* Task goal *
Reproduce word for word the stretch of the megacities text starting with "Still growing" and going on through "water by 2050.".

The World Urbanization Prospects 2025 report from the United Nations Department of Economic and Social Affairs also found that the number of megacities – urban areas with more than 10 million inhabitants – has increased to 33, four times more than the eight megacities that existed worldwide in 1975.
Asia is home to 19 of the world’s 33 megacities, and nine out of the top 10. In addition to Jakarta, Dhaka and Tokyo, the other Asian cities in the top 10 are: New Delhi, India (30.2 million); Shanghai, China (29.6 million); Guangzhou, China (27.6 million); Manila, Philippines (24.7 million); Kolkata, India (22.5 million); and Seoul, South Korea (22.5 million).
With a population of 32 million people, Egypt’s Cairo is the only city in the top 10 that is outside Asia, according to the UN.
Sao Paulo in Brazil, with 18.9 million people, is the largest city in the Americas, while Lagos in Nigeria also grew rapidly, making it the largest city in sub-Saharan Africa.

Still growing
Dhaka’s rapid growth has partly been driven by people from rural areas moving to the capital, searching for opportunities or fleeing hometowns due to problems including flooding and rising sea levels, made worse by climate change.
Jakarta is also facing problems due to rising sea levels. It is estimated that up to one quarter of the city could be under water by 2050.

* Recorded information *
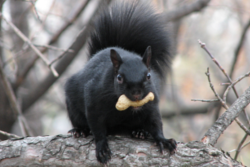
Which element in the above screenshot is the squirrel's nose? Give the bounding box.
[131,89,142,101]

* Result below *
Still growing
Dhaka’s rapid growth has partly been driven by people from rural areas moving to the capital, searching for opportunities or fleeing hometowns due to problems including flooding and rising sea levels, made worse by climate change.
Jakarta is also facing problems due to rising sea levels. It is estimated that up to one quarter of the city could be under water by 2050.